• [EXERCICES PROPOSÉS]:
**1)** D'après le portrait de Nicolas Bazoge, quel poste occupe-t-il en 2005 au CDDB–Théâtre de Lorient ?
**2)** Les affirmations suivantes concordent-elles avec le portrait de Nicolas Bazoge ? Répondez par oui ou non et citez les mots décisifs du texte.
(a) Nicolas Bazoge croit au talent artistique inné.
(b) Le CDDB–Théâtre de Lorient se trouve au cœur de la ville.
(c) Jusqu'à ce poste, il s'était surtout investi dans la lumière et la musique.
**3)** Prolongez le portrait de Nicolas Bazoge à partir de sa dernière phrase.

Interview du -

LE LONG CHEMIN DE L'ACQUISITION DES SAVOIRS

Nicolas Bazoge a développé une affection particulière pour l’autodidactisme. Il y voit une vertu qui permet d’acquérir des connaissances précises et multiples au moment exact où il en ressent le besoin. Il affectionne l'apprentissage de la découverte et des chemins de traverse entre des choses qui semblaient à première vue sans rapport.

Nicolas n'adhère pas réellement à la notion de talent artistique inné. Il nourrit un sens constant de la recherche qui anime sa volonté d’orientation. Cela fait inévitablement de lui un être aux multiples facettes, pas toujours facile à appréhender. Les concepts sont alimentés par ses savoirs et son expérience de la vie.
« J’ai accumulé, durant l’enfance et jusqu’à l’adolescence, un bagage d’émotion, de sensations et de réflexions intérieures qui ont permis de développer une sensibilité, une manière de percevoir le monde et de vouloir le comprendre. Mon univers artistique s’est essentiellement construit à partir de ça, par l’autoformation, la persévérance et au gré des rencontres. »

Lorsqu’il occupe, en 2005, le poste de régisseur et éclairagiste au CDDB –Théâtre de Lorient – au cœur de la ville, Nicolas trouve de nombreuses opportunités d’ouverture au contact des artistes venus d’horizons et de pratiques très divers. Tous alimentent ses réflexions, bien au-delà des seules problématiques liées à la lumière et à la musique, domaines artistiques dominants dans lesquels il s’est investi jusqu’alors.

• [DONNÉES FOURNIES]:
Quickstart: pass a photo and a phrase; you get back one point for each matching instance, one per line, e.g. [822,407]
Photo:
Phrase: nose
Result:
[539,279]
--
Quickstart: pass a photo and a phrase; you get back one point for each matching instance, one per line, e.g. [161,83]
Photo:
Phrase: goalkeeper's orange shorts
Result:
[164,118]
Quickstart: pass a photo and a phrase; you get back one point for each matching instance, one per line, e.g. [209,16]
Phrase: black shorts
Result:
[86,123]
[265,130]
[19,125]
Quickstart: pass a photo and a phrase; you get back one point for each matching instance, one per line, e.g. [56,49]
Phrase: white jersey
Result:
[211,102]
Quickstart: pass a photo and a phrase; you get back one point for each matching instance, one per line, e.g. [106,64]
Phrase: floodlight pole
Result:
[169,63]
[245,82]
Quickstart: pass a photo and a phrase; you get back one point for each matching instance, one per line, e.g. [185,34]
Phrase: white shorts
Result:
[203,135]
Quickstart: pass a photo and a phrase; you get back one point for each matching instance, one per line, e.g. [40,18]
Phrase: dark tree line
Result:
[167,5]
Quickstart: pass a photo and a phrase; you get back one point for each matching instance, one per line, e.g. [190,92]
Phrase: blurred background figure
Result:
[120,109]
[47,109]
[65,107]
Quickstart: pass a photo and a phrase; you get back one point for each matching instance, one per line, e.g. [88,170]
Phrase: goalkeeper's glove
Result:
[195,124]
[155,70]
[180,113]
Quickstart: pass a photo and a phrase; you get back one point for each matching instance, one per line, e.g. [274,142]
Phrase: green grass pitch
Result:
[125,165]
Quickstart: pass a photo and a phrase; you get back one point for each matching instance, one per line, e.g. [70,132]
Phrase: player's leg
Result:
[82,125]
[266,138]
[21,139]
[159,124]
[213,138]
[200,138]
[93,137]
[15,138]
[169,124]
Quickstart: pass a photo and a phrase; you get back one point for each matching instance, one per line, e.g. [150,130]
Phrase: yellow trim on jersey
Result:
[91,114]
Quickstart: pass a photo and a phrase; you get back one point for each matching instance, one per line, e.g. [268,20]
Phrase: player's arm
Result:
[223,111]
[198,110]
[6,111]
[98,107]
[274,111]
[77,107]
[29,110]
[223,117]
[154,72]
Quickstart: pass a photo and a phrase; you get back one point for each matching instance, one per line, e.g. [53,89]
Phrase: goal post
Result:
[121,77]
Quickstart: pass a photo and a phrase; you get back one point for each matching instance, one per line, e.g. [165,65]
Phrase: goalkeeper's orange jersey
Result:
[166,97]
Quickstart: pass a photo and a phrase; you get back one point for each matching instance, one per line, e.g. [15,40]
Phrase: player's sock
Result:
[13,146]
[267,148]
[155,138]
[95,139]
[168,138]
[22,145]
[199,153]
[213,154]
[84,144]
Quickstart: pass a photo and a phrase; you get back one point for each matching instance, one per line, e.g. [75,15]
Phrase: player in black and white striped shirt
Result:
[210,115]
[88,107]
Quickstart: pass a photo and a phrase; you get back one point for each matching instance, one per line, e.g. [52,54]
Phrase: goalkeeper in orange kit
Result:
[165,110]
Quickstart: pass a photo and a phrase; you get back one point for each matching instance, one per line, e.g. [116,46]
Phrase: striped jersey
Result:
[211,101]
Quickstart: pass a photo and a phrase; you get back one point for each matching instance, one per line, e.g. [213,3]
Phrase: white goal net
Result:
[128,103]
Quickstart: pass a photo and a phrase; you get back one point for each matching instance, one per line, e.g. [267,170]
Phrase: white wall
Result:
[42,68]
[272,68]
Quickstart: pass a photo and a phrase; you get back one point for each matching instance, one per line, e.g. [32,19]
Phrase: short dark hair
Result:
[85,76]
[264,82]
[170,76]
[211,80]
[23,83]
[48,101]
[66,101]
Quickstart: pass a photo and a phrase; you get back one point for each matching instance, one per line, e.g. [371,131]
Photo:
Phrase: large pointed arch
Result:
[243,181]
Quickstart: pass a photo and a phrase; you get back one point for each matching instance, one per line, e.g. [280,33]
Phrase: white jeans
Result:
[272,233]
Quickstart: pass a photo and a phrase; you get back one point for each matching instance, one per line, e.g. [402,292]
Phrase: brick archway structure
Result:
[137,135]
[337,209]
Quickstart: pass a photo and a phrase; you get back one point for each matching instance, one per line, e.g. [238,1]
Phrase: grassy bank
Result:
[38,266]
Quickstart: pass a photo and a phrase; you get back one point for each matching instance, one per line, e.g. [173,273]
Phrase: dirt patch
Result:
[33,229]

• [LISTE DES RÉPONSES]:
**1)** Il occupe le poste de régisseur et éclairagiste.

**2)**
(a) Non : « Nicolas n'adhère pas réellement à la notion de talent artistique inné. »
(b) Oui : « au cœur de la ville »
(c) Oui : « la lumière et à la musique, domaines artistiques dominants dans lesquels il s’est investi jusqu’alors »

**3)**
« Cette ouverture a été essentielle tout au long de mon parcours au CDDB et a contribué à renforcer mon intérêt pour la transversalité et l’art hybride. » 
Le mot est lâché !

En 2016, Nicolas ressent néanmoins le besoin d’acquérir un bagage théorique plus solide pour poursuivre sa quête artistique et ses objectifs professionnels. Il décide de suivre le Master Arts et Technologies Numériques à l’université de Rennes 2 qu’il obtient en 2018 ! Mais, c'est en endossant la posture d’autodidacte qu’il continue son chemin…

Une quête artistique immuable

Nicolas a grandi en milieu rural. Ses parents tenaient une exploitation agricole. La ferme familiale était installée au milieu de la campagne et constituée de grands bâtiments en pierre, une ancienne léproserie du XVIIe siècle.

« Avec du recul, cette vie à la ferme fut un terrain d’exploration, de créativité et de liberté assez incroyable durant toute mon enfance ! »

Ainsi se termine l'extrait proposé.